What this task involves: The entries that follow contain images, which should be left out; output everything else exactly.

Top of Extracted data

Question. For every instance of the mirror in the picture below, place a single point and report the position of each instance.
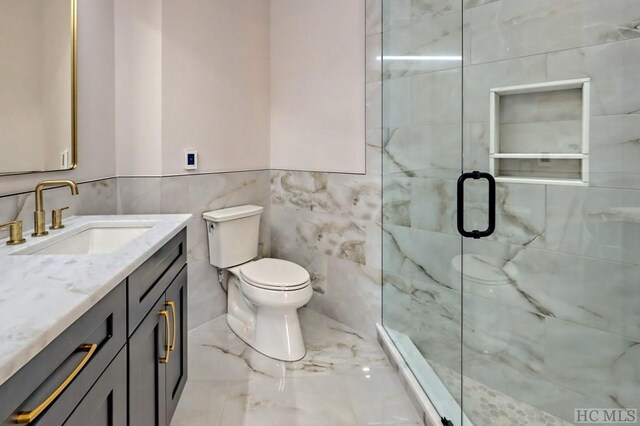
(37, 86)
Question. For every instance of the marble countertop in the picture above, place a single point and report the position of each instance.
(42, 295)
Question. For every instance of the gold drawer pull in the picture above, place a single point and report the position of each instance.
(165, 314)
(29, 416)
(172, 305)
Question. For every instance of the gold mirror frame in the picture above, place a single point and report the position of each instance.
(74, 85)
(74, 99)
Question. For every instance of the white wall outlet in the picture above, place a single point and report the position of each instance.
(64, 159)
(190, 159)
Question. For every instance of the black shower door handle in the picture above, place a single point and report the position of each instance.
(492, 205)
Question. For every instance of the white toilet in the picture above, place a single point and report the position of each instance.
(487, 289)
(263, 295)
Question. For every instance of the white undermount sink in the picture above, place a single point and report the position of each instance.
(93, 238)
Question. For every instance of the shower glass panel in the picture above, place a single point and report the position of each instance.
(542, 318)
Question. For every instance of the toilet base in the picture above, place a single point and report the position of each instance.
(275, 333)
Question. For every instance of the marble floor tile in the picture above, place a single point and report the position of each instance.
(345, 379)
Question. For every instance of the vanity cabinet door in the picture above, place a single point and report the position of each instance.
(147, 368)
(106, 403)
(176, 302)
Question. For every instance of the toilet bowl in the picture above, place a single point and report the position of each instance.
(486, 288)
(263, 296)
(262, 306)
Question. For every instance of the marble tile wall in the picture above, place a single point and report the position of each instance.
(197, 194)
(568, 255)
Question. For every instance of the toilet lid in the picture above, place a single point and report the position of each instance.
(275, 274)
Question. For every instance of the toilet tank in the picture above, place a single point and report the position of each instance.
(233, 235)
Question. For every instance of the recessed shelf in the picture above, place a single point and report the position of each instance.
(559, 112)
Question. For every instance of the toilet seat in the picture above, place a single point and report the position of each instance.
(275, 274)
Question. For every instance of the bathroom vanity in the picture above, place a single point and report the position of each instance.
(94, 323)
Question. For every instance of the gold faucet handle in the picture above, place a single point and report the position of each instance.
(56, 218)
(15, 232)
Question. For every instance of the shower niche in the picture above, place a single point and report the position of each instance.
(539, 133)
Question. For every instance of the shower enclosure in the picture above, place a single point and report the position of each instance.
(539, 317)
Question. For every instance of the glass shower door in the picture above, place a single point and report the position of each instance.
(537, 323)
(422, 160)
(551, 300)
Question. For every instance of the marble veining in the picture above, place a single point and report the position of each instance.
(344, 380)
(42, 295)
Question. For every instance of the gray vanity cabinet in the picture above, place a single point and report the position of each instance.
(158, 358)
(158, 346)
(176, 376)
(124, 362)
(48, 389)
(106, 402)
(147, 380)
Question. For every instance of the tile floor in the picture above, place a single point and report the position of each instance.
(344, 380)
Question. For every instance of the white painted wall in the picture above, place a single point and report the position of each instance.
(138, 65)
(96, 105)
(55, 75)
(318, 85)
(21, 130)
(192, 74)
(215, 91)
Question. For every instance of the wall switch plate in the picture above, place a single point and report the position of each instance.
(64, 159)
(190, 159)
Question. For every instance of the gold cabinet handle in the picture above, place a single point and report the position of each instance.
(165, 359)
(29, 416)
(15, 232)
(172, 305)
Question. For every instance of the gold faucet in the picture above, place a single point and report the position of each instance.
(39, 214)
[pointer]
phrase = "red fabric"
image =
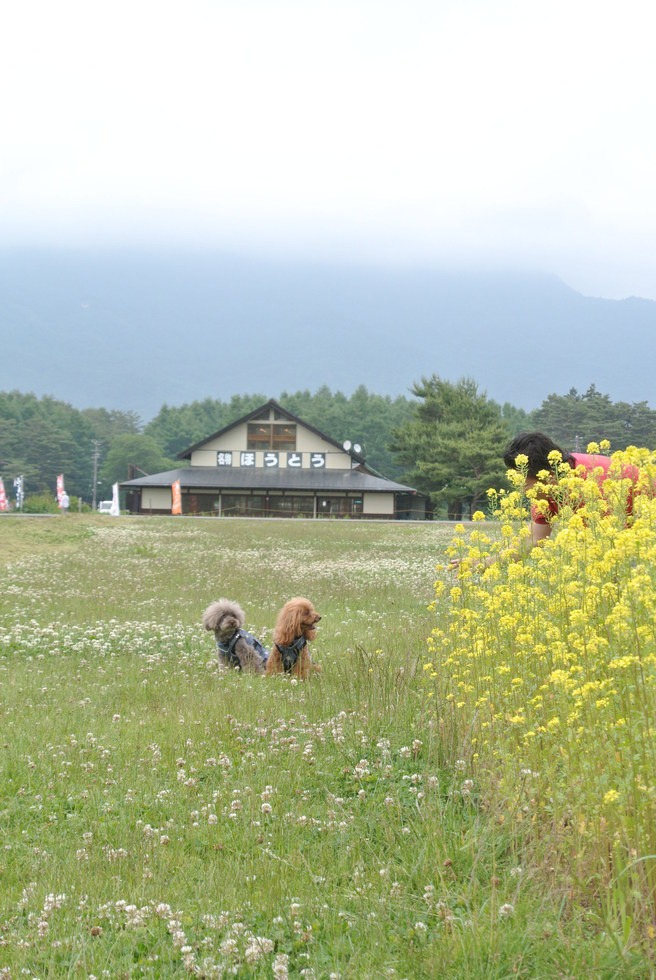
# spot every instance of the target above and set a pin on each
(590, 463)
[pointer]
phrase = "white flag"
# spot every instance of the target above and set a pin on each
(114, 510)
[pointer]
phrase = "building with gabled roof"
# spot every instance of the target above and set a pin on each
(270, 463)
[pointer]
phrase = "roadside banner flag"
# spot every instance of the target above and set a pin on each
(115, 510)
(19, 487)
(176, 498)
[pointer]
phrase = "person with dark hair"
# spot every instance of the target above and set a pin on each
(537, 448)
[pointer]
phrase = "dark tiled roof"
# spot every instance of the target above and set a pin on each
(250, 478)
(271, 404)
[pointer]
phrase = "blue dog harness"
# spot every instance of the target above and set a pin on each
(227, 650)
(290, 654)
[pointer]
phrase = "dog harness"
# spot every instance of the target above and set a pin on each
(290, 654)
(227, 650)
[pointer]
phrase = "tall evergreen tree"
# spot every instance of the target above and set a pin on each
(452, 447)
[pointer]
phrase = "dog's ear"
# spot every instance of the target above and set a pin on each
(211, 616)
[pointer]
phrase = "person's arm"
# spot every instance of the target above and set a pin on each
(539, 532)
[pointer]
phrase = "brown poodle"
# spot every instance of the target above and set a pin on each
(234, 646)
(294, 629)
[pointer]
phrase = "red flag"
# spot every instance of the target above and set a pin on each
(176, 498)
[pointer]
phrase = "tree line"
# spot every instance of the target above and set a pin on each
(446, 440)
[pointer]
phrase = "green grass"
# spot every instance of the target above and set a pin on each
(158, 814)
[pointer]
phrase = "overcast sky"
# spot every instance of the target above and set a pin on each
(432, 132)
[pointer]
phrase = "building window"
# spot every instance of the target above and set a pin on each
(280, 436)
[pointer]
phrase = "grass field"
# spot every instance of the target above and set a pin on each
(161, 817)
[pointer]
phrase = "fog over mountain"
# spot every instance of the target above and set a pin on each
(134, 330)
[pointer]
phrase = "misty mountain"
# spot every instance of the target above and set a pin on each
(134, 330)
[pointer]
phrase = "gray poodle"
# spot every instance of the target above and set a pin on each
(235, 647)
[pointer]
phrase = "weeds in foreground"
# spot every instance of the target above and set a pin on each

Bottom of Extracted data

Answer section:
Question. For every instance of the mirror in the picture below, place a single point and report the position of each instance.
(37, 86)
Question. For every instance of the marble countertop in the picture above, place a single point and report the position of each instance.
(42, 295)
Question. For every instance of the gold drawer pull in the picture above, place a single point and report the position of each instance.
(165, 314)
(29, 416)
(172, 305)
Question. For every instance of the gold mirror frame in the picture above, place a single point and report the position of each instance.
(74, 85)
(74, 99)
Question. For every instance of the white wall outlet in the picture above, place a single point and report the position of each instance.
(64, 159)
(190, 159)
Question. For every instance of the black shower door handle in the picture above, place a single point and report the position of each instance.
(492, 205)
Question. For every instance of the white toilet in the picture above, place a single point and report the position of each instance.
(487, 289)
(263, 295)
Question. For every instance of the white undermount sink in the picture above, place a single point and report the position of each instance.
(93, 238)
Question. For every instance of the shower glass panel in the picture above, place a single point and report the position of each instance.
(542, 318)
Question. For every instance of the toilet base in the picture above, place a single point and report the position of each instance.
(275, 333)
Question. For every instance of the marble floor tile in the picture above, place a single point and report the position of each instance.
(345, 379)
Question. For every instance of the vanity cabinet door in the picture above, place a single point and report the position of each instance.
(147, 368)
(106, 403)
(176, 302)
Question. For every instance of the toilet bowl in the picture above, place a single point and report the position of each instance.
(486, 288)
(263, 296)
(262, 306)
Question. For every instance of the marble tile wall in the picture above, place a single point and report the position of each instance.
(197, 194)
(568, 255)
Question. For every instance of the toilet lid in the picture above, place a single point and report the position of each instance.
(275, 274)
Question. For every instance of the toilet tank in the picture above, place a single point and report the position of each instance.
(233, 235)
Question. For every instance of the recessed shelf in the picture above, place a single point and report the position of each instance.
(559, 112)
Question. For every instance of the toilet seat in the picture above, place a single point and report the position of each instance.
(275, 274)
Question. For every instance of the bathroom vanity in the picture above, place a single point and report the position of each instance.
(94, 323)
Question. For every instance of the gold faucet handle in the picture above, place a single point and report the position of each instance.
(56, 218)
(15, 232)
Question. For every instance of the shower niche in the picture above, place a single point and report the position of each instance.
(539, 133)
Question. For every instance of the shower enclosure in the picture above, place a single point and report the position of each instance.
(539, 317)
Question. For every instance of the glass shower door in the picture above, place a single point and report the position of each instance.
(537, 323)
(422, 160)
(551, 300)
Question. For every instance of the marble veining in the picture above, place a single point and report the position of each instance.
(344, 380)
(42, 295)
Question. For every instance of the gray vanity cabinet in the picture above, place a single point and report the position of each instance.
(158, 358)
(158, 346)
(176, 376)
(124, 362)
(48, 389)
(106, 402)
(147, 380)
Question. For every instance of the tile floor in the picture above, place a single point and report the position of each instance.
(344, 380)
Question. For every instance of the white painted wall in the picture above, place a single point and report the position of each instance.
(138, 65)
(96, 105)
(55, 75)
(318, 85)
(21, 130)
(192, 74)
(215, 91)
Question. For every instance of the wall switch plate in the picture above, place a single point and report the position of each instance.
(64, 159)
(190, 159)
Question. For every instance of the gold cabinet handle in the picture above, place a single point and report the position of each instance.
(165, 359)
(29, 416)
(15, 232)
(172, 305)
Question. For every instance of the gold faucet in the picture above, place a single point and report the position of each instance.
(39, 214)
[pointer]
phrase = "red fabric"
image =
# spot every instance of the target above and set a pin on each
(590, 463)
[pointer]
phrase = "white flag"
# spot every instance of the target above and set a pin on each
(114, 510)
[pointer]
phrase = "building with gabled roof"
# spot every instance of the target above and set a pin on each
(270, 463)
[pointer]
phrase = "roadside banner flag"
# spot every instance of the target above and set a pin on each
(115, 510)
(19, 487)
(176, 498)
[pointer]
phrase = "person with dark hair"
# spot every instance of the target above and set a pin on each
(537, 448)
[pointer]
phrase = "dark tiled roof"
# spot every instance of the target above and set a pin on each
(250, 478)
(271, 404)
[pointer]
phrase = "blue dog harness"
# spot every instance of the target above and set a pin on each
(227, 650)
(290, 654)
[pointer]
phrase = "dog harness"
# spot every instance of the target above and set a pin on each
(290, 654)
(227, 650)
[pointer]
phrase = "tall evergreen tree"
# spot every instance of the target above and set a pin on each
(452, 447)
[pointer]
phrase = "dog's ear"
# spot every instance of the target above and set a pin on each
(211, 616)
[pointer]
phrase = "person's arm"
# spot every instance of the target above and set a pin on each
(539, 532)
[pointer]
phrase = "brown poodle"
# spot every instance of the target above and set a pin on each
(234, 646)
(294, 629)
[pointer]
phrase = "red flag"
# spot every instance of the target above and set a pin on each
(176, 498)
[pointer]
phrase = "tree line"
# spot every instance of the target above and set a pin on each
(446, 440)
[pointer]
phrase = "green grass"
# spot every instance of the target above and set a pin on each
(158, 814)
[pointer]
phrase = "overcast sky"
# spot every instance of the target above and set a pin on each
(432, 132)
[pointer]
phrase = "building window"
# spot every instance of the target above and set a pin on each
(280, 436)
[pointer]
phrase = "grass field"
# spot every instance of the target above and set a pin on each
(161, 817)
[pointer]
phrase = "fog over mountain"
# spot every instance of the target above and set a pin on each
(134, 330)
[pointer]
phrase = "misty mountain"
# spot every instance of the target above and set a pin on each
(134, 330)
[pointer]
phrase = "gray poodle"
# spot every instance of the target above and set a pin on each
(235, 647)
[pointer]
phrase = "weeds in foreground"
# spot every instance of the target above and set a pin on each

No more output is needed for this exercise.